>> begin RECORDS PROVIDED

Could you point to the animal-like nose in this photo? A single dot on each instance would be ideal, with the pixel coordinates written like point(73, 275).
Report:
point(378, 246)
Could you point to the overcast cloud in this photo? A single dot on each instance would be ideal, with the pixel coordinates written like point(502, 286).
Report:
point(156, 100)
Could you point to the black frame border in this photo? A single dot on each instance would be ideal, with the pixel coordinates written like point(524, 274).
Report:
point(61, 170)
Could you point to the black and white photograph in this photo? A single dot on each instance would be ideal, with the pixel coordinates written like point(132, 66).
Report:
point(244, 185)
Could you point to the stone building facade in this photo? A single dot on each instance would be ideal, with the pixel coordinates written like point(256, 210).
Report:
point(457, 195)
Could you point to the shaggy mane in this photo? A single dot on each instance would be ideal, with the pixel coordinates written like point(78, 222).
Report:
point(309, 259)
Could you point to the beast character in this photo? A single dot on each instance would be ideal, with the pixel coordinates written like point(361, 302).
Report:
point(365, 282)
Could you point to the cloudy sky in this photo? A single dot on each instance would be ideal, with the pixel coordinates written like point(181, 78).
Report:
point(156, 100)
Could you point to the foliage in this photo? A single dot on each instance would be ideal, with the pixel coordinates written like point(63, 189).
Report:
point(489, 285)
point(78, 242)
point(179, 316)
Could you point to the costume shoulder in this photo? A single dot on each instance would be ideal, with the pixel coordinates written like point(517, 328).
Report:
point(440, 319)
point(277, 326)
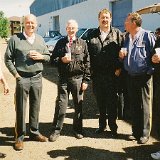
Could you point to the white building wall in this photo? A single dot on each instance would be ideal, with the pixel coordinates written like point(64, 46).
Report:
point(86, 14)
point(150, 21)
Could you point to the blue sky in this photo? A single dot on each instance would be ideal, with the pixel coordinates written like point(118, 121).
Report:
point(15, 7)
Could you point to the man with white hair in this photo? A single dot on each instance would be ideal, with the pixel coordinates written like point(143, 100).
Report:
point(24, 57)
point(73, 66)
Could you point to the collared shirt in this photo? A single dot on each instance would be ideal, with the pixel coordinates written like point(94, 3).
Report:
point(30, 39)
point(138, 59)
point(73, 38)
point(103, 35)
point(131, 43)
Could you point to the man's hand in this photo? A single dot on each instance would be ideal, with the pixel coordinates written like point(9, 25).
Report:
point(84, 86)
point(66, 59)
point(35, 55)
point(6, 89)
point(118, 72)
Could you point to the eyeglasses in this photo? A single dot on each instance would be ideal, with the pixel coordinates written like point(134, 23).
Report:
point(71, 28)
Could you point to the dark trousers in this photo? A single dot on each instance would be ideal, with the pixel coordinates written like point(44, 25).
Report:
point(65, 87)
point(104, 88)
point(156, 102)
point(25, 87)
point(141, 96)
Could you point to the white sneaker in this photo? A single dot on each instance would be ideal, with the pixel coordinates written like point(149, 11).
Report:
point(156, 155)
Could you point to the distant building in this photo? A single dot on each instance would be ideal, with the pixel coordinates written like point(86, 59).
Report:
point(15, 24)
point(53, 14)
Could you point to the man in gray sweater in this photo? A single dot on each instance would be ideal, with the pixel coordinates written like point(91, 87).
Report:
point(24, 57)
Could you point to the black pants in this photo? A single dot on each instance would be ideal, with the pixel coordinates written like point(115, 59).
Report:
point(65, 87)
point(141, 96)
point(104, 88)
point(25, 87)
point(156, 102)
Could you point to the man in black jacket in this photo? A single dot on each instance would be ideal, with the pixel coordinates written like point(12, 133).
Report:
point(104, 45)
point(73, 66)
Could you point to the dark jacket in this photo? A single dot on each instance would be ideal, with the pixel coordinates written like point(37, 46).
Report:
point(105, 55)
point(80, 64)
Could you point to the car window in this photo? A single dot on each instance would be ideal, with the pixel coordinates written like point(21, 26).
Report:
point(85, 35)
point(80, 32)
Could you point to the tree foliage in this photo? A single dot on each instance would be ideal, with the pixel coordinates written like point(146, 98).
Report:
point(4, 26)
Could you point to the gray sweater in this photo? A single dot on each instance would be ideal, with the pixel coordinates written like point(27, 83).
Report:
point(16, 56)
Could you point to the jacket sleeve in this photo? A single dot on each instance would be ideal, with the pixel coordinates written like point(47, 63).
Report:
point(9, 57)
point(45, 53)
point(86, 75)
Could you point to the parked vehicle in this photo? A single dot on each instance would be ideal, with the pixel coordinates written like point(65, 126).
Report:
point(84, 32)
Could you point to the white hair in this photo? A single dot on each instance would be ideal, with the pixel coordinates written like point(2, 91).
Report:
point(72, 21)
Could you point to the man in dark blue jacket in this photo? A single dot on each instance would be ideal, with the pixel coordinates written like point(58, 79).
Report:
point(137, 62)
point(74, 73)
point(104, 44)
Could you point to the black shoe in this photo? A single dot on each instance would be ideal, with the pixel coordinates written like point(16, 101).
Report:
point(132, 138)
point(100, 130)
point(143, 140)
point(54, 136)
point(39, 138)
point(78, 135)
point(2, 155)
point(114, 134)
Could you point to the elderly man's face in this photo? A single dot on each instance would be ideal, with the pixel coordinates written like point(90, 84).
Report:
point(30, 24)
point(71, 29)
point(105, 20)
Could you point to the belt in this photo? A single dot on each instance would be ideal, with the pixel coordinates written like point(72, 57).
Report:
point(28, 74)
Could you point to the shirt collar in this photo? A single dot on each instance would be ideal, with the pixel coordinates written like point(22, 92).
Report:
point(27, 37)
point(74, 38)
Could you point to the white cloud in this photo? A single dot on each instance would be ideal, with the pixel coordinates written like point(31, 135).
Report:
point(15, 7)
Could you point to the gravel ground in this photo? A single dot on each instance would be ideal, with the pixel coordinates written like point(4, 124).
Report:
point(67, 147)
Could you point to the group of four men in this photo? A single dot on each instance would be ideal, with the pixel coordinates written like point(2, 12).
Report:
point(100, 58)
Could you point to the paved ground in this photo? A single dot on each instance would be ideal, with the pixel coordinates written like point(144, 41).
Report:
point(92, 147)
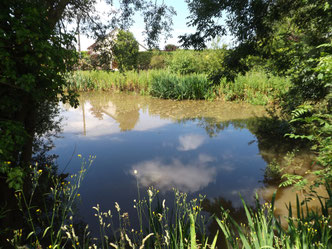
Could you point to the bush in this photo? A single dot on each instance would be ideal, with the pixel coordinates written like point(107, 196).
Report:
point(185, 62)
point(158, 61)
point(125, 51)
point(144, 60)
point(255, 87)
point(174, 86)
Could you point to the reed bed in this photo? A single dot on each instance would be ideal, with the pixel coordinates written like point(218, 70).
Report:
point(106, 81)
point(255, 87)
point(160, 225)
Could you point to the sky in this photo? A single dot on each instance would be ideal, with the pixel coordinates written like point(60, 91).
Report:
point(179, 25)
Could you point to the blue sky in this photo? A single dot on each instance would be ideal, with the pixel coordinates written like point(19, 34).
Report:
point(179, 25)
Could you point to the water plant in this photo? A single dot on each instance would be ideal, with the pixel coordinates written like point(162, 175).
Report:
point(305, 229)
point(47, 214)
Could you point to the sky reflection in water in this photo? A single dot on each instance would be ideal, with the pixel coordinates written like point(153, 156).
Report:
point(194, 146)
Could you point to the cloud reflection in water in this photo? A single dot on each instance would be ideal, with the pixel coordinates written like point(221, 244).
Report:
point(189, 177)
point(190, 142)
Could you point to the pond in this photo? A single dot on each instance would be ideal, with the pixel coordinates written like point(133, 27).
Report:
point(197, 147)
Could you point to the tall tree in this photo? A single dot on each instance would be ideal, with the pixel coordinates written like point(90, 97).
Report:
point(36, 51)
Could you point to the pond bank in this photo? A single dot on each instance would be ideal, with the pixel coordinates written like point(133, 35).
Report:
point(255, 87)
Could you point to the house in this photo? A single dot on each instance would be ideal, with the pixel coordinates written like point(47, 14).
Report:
point(105, 46)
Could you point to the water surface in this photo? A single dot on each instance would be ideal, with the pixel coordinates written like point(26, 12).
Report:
point(198, 147)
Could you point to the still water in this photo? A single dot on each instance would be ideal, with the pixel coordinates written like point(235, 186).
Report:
point(198, 147)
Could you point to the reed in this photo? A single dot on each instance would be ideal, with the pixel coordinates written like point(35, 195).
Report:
point(255, 87)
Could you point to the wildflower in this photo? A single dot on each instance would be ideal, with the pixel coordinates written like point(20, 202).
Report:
point(117, 206)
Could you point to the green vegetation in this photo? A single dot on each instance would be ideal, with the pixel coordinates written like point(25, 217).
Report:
point(125, 51)
point(291, 39)
point(181, 225)
point(255, 87)
point(173, 86)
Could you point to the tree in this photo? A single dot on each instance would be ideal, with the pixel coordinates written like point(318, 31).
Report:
point(170, 47)
point(125, 50)
point(286, 32)
point(36, 52)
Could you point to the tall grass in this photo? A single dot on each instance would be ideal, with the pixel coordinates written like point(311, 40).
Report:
point(305, 229)
point(174, 86)
point(255, 87)
point(103, 80)
point(180, 225)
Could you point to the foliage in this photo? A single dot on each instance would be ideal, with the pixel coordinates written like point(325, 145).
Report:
point(34, 59)
point(160, 226)
point(47, 216)
point(185, 62)
point(170, 47)
point(104, 80)
point(255, 87)
point(174, 86)
point(309, 229)
point(144, 59)
point(125, 51)
point(37, 50)
point(158, 61)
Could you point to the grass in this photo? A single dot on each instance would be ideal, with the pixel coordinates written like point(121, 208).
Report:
point(175, 86)
point(255, 87)
point(180, 226)
point(106, 81)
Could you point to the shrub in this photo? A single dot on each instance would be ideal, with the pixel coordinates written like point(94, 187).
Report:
point(144, 60)
point(185, 62)
point(170, 47)
point(174, 86)
point(255, 87)
point(158, 62)
point(125, 51)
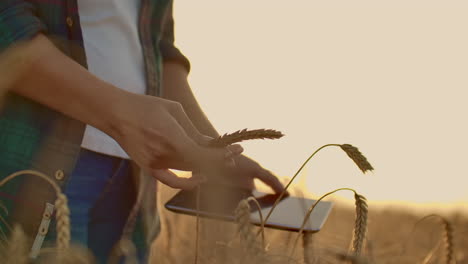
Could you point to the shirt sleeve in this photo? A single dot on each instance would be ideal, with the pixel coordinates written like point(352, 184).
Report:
point(17, 22)
point(166, 45)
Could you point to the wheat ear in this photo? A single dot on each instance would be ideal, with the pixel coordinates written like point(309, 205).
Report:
point(307, 238)
point(352, 152)
point(360, 222)
point(360, 226)
point(447, 238)
point(357, 157)
point(241, 135)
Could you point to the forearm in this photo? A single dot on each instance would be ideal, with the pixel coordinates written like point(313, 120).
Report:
point(52, 79)
point(177, 88)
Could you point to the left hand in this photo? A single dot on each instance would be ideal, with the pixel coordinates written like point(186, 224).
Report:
point(243, 174)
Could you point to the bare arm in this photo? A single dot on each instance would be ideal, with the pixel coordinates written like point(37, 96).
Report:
point(177, 88)
point(155, 132)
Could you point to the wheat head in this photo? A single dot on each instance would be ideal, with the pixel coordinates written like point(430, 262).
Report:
point(241, 135)
point(360, 226)
point(357, 157)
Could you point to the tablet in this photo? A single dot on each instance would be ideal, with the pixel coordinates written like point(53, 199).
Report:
point(220, 202)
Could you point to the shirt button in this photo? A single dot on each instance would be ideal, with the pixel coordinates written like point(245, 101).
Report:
point(59, 175)
point(46, 216)
point(69, 22)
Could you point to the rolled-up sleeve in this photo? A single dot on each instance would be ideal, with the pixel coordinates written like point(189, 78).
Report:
point(18, 22)
point(166, 44)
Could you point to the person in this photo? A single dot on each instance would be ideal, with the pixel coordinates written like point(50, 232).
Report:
point(104, 109)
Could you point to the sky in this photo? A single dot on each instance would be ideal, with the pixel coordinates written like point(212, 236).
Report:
point(389, 77)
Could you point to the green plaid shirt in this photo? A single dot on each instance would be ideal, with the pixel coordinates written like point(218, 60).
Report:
point(33, 136)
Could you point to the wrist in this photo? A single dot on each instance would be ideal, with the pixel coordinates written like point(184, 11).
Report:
point(112, 110)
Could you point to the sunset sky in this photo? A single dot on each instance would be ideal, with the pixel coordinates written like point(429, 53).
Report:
point(389, 77)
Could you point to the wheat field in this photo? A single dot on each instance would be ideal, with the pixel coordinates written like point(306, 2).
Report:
point(392, 237)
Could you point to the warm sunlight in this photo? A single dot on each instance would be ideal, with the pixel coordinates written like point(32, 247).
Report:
point(388, 78)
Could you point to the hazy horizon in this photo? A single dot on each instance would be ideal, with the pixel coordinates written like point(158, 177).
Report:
point(388, 78)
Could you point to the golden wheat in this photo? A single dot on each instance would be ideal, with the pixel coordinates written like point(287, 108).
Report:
point(245, 228)
point(241, 135)
point(360, 227)
point(353, 258)
point(357, 157)
point(352, 152)
point(307, 238)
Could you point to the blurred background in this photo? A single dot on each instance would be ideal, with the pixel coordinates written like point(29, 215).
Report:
point(389, 77)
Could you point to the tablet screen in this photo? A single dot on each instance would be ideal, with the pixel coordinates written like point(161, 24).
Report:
point(221, 202)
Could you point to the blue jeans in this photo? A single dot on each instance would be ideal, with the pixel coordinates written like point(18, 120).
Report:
point(100, 195)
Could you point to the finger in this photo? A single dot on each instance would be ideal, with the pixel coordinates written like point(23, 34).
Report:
point(191, 156)
point(178, 112)
point(172, 180)
point(271, 180)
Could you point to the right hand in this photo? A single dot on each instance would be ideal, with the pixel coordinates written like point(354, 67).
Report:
point(157, 134)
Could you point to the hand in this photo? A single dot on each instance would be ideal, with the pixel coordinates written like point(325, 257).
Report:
point(244, 173)
point(157, 134)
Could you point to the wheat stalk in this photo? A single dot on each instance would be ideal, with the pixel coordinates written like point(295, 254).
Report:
point(197, 225)
point(307, 238)
point(241, 135)
point(353, 258)
point(352, 152)
point(448, 241)
point(262, 225)
point(447, 238)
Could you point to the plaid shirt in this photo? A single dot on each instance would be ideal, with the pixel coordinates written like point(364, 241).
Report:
point(33, 136)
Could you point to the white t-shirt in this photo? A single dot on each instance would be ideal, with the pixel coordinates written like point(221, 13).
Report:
point(114, 54)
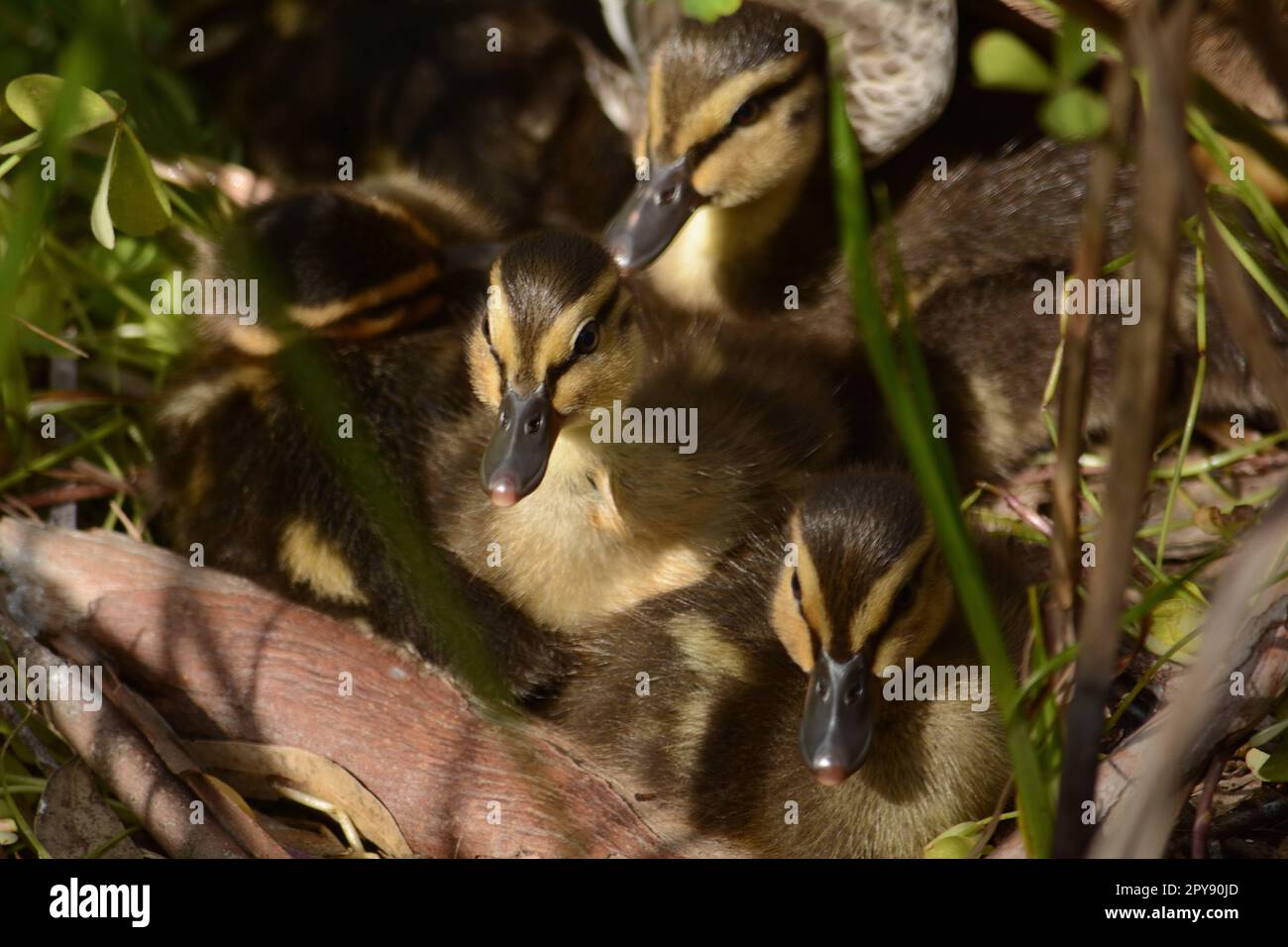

>> end RECORDS PROVIDED

JOB ▸ Copy, without any alteration, the lines of the records above from the line that contains "Could you point to the pond in" through the line that contains "point(117, 206)".

THE ANSWER ▸
Could you point to the pond in this photo? A single dot on each instance would be ideal, with the pixel coordinates written like point(133, 27).
Report:
point(197, 147)
Could you point to the tall tree in this photo? A single dot on each instance would be ideal, with the pixel coordinates written like point(90, 97).
Report:
point(36, 51)
Could you point to the pond bank in this photo? A single dot on each instance would be ideal, with the pixel coordinates written like point(133, 35).
Report:
point(255, 87)
Could you point to the house in this photo? A single dot on each instance would be ideal, with the pixel coordinates written like point(47, 14).
Report:
point(105, 46)
Could you point to the water surface in this photo? A single dot on each instance would be ideal, with the pixel coordinates written like point(26, 12).
Report:
point(198, 147)
Could you point to the still water in this photo? A single dot on each instance would be ideal, with the pixel coordinates written like point(235, 186).
Report:
point(198, 147)
Could you point to the reed in this photo? A single dot on each instance would be ideal, with the pixel coordinates written like point(35, 195).
Report:
point(255, 87)
Could you point to the wildflower in this photo? A single dot on each instance would be ideal, with the pixel coordinates written like point(20, 202).
Report:
point(117, 206)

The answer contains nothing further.